### PROBLEM STATEMENT:
Replace every "curved dirt path" in the records below with "winding trail" and write them out again, leaving everything else unchanged.

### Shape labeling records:

-----

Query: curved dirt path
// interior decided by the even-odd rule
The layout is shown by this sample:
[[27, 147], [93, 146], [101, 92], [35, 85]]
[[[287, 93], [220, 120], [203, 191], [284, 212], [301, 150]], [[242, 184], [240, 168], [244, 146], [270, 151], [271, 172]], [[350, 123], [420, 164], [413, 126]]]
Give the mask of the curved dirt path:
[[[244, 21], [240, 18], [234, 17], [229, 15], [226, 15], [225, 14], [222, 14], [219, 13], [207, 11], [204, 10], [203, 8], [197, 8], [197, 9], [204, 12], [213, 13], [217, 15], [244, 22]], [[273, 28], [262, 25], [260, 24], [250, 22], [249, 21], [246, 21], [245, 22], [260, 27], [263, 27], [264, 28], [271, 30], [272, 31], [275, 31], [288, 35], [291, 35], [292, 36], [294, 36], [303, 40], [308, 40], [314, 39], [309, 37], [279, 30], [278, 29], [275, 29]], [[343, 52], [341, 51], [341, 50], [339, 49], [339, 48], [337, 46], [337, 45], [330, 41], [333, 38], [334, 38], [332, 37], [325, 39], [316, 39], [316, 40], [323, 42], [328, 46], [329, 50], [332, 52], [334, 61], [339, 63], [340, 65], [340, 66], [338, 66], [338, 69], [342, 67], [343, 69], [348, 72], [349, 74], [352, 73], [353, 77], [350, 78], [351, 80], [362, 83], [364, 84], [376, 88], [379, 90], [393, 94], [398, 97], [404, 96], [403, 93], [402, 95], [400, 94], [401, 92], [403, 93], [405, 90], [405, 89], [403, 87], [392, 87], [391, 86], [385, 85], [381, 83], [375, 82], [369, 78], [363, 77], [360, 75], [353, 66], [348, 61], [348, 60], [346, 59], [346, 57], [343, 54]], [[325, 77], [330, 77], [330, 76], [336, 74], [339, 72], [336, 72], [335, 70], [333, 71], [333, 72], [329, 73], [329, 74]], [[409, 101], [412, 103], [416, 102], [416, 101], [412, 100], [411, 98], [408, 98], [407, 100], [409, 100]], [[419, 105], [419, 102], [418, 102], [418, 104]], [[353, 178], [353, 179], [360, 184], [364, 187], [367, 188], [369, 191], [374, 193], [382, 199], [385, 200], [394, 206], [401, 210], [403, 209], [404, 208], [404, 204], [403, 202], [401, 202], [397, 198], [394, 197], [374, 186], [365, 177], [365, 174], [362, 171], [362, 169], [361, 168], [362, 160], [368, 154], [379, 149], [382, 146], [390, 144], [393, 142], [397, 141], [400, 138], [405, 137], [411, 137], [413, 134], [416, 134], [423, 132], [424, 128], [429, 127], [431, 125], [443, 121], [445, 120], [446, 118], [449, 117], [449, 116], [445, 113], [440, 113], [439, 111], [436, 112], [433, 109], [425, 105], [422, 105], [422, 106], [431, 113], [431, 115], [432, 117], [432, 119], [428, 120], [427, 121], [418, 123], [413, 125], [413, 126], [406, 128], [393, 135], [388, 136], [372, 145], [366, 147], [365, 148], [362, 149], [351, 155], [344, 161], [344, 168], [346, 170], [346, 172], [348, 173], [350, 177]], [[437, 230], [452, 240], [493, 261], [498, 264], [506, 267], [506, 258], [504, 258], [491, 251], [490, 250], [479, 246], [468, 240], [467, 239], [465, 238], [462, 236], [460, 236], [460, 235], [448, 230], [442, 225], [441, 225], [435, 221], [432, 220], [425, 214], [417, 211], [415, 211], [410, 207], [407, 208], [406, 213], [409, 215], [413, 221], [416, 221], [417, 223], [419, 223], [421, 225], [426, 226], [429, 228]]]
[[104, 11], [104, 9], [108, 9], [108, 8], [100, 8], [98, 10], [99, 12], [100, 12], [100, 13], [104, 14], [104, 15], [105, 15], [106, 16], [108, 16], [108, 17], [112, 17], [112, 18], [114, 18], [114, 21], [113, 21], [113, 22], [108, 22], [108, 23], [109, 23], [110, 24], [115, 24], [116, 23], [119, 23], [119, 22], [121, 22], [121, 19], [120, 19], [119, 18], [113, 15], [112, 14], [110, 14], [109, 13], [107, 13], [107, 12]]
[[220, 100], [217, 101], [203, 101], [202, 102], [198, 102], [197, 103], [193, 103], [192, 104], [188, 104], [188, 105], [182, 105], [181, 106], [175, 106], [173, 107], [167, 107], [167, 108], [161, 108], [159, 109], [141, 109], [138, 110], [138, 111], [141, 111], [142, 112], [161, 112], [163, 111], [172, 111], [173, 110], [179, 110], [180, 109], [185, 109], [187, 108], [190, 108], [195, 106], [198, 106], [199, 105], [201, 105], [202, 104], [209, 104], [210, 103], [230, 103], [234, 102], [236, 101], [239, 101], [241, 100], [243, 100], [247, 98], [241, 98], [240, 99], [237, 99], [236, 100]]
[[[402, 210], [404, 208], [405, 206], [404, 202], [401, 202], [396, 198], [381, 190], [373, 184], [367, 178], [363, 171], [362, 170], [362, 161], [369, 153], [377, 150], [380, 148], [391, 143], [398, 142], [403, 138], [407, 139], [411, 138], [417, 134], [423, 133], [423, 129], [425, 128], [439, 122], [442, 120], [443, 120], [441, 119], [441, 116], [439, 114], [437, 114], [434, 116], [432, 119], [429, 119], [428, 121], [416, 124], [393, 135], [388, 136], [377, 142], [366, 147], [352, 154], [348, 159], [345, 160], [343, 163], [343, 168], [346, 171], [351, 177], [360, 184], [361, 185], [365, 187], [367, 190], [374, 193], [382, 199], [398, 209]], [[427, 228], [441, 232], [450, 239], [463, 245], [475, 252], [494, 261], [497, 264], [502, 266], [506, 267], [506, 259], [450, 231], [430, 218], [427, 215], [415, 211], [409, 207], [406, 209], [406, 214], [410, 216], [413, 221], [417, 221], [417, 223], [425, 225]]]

-----

### IN RESPONSE:
Query: winding trail
// interior decided by the even-odd rule
The layout is shown by this sample:
[[27, 147], [93, 146], [101, 92], [35, 85]]
[[[287, 93], [220, 120], [203, 191], [284, 212], [301, 150]], [[242, 184], [240, 168], [244, 146], [270, 151], [271, 172]], [[350, 123], [420, 164], [413, 126]]]
Give the mask of the winding trail:
[[[244, 21], [240, 18], [234, 17], [229, 15], [226, 15], [225, 14], [222, 14], [219, 13], [207, 11], [204, 10], [203, 8], [197, 8], [197, 9], [204, 12], [213, 13], [217, 15], [244, 22]], [[273, 28], [262, 25], [260, 24], [250, 22], [249, 21], [246, 21], [245, 22], [260, 27], [263, 27], [264, 28], [271, 30], [272, 31], [275, 31], [288, 35], [291, 35], [292, 36], [294, 36], [303, 40], [308, 40], [314, 39], [309, 37], [279, 30], [278, 29], [275, 29]], [[343, 52], [341, 51], [341, 50], [339, 49], [339, 48], [337, 46], [337, 45], [330, 41], [333, 38], [334, 38], [332, 37], [325, 39], [316, 39], [316, 40], [323, 42], [328, 46], [329, 50], [332, 52], [334, 61], [339, 63], [340, 65], [340, 66], [338, 66], [338, 69], [342, 67], [343, 69], [348, 72], [349, 74], [352, 73], [353, 77], [350, 78], [351, 80], [362, 83], [364, 84], [376, 88], [379, 90], [393, 94], [398, 97], [404, 96], [403, 93], [402, 95], [400, 94], [401, 92], [403, 93], [405, 90], [405, 89], [403, 87], [392, 87], [391, 86], [385, 85], [381, 83], [375, 82], [369, 78], [363, 77], [360, 75], [353, 66], [348, 61], [348, 60], [346, 59], [346, 57], [343, 54]], [[325, 77], [330, 77], [330, 76], [336, 74], [339, 72], [336, 72], [335, 70], [333, 71], [333, 72], [329, 73], [329, 74]], [[409, 101], [412, 103], [416, 102], [416, 101], [412, 100], [411, 98], [408, 98], [407, 100], [409, 100]], [[419, 105], [419, 102], [418, 102], [418, 104]], [[353, 178], [353, 179], [360, 184], [364, 187], [367, 188], [369, 191], [374, 193], [382, 199], [385, 200], [394, 206], [401, 210], [403, 209], [404, 208], [404, 204], [403, 202], [401, 202], [397, 198], [394, 197], [374, 186], [365, 177], [365, 174], [362, 171], [362, 169], [361, 168], [362, 160], [368, 154], [379, 149], [382, 146], [390, 144], [393, 142], [397, 141], [400, 138], [405, 137], [411, 137], [413, 134], [416, 134], [423, 132], [424, 128], [429, 127], [431, 125], [443, 121], [445, 120], [446, 118], [449, 117], [449, 116], [445, 113], [440, 113], [439, 111], [436, 112], [433, 109], [425, 105], [422, 105], [422, 106], [431, 113], [431, 115], [432, 117], [432, 119], [428, 120], [427, 121], [418, 123], [413, 125], [413, 126], [406, 128], [393, 135], [388, 136], [372, 145], [366, 147], [365, 148], [362, 149], [351, 155], [344, 161], [344, 168], [346, 170], [346, 172], [348, 173], [350, 177]], [[437, 230], [452, 240], [493, 261], [498, 264], [506, 267], [506, 258], [504, 258], [491, 251], [490, 250], [479, 246], [468, 240], [467, 239], [465, 238], [462, 236], [460, 236], [460, 235], [448, 230], [442, 225], [441, 225], [435, 221], [432, 220], [425, 214], [417, 211], [415, 211], [410, 207], [407, 208], [406, 213], [409, 215], [413, 221], [416, 221], [417, 223], [419, 223], [421, 225], [426, 226], [429, 228]]]
[[104, 11], [104, 9], [108, 9], [108, 8], [100, 8], [98, 10], [99, 12], [100, 12], [100, 13], [104, 14], [104, 15], [105, 15], [106, 16], [108, 16], [108, 17], [112, 17], [112, 18], [114, 18], [114, 21], [113, 21], [113, 22], [108, 22], [108, 23], [109, 23], [110, 24], [115, 24], [116, 23], [119, 23], [119, 22], [121, 22], [121, 19], [120, 19], [119, 18], [113, 15], [112, 14], [110, 14], [109, 13], [107, 13], [107, 12]]
[[220, 100], [217, 101], [203, 101], [202, 102], [198, 102], [197, 103], [193, 103], [192, 104], [188, 104], [188, 105], [182, 105], [181, 106], [175, 106], [173, 107], [167, 107], [167, 108], [161, 108], [159, 109], [141, 109], [138, 110], [138, 111], [141, 111], [142, 112], [161, 112], [163, 111], [172, 111], [173, 110], [179, 110], [180, 109], [185, 109], [187, 108], [190, 108], [195, 106], [198, 106], [199, 105], [201, 105], [202, 104], [209, 104], [210, 103], [230, 103], [234, 102], [236, 101], [239, 101], [241, 100], [243, 100], [247, 98], [241, 98], [240, 99], [237, 99], [236, 100]]
[[[402, 210], [404, 208], [405, 206], [404, 202], [401, 202], [396, 198], [381, 190], [373, 184], [367, 178], [363, 171], [362, 170], [362, 161], [369, 153], [377, 150], [380, 148], [391, 143], [398, 142], [403, 138], [407, 139], [411, 138], [417, 134], [423, 133], [423, 129], [425, 128], [439, 122], [442, 120], [443, 120], [441, 119], [441, 116], [439, 114], [437, 114], [434, 116], [432, 119], [429, 119], [428, 121], [416, 124], [393, 135], [388, 136], [377, 142], [366, 147], [352, 154], [348, 159], [345, 160], [343, 163], [343, 168], [346, 171], [351, 177], [360, 184], [361, 185], [365, 187], [367, 190], [374, 193], [382, 199], [398, 209]], [[427, 228], [441, 232], [450, 239], [463, 245], [475, 252], [494, 261], [497, 264], [502, 266], [506, 267], [506, 259], [450, 231], [430, 218], [427, 215], [415, 211], [409, 207], [406, 209], [406, 214], [410, 216], [413, 221], [417, 221], [417, 223], [425, 225]]]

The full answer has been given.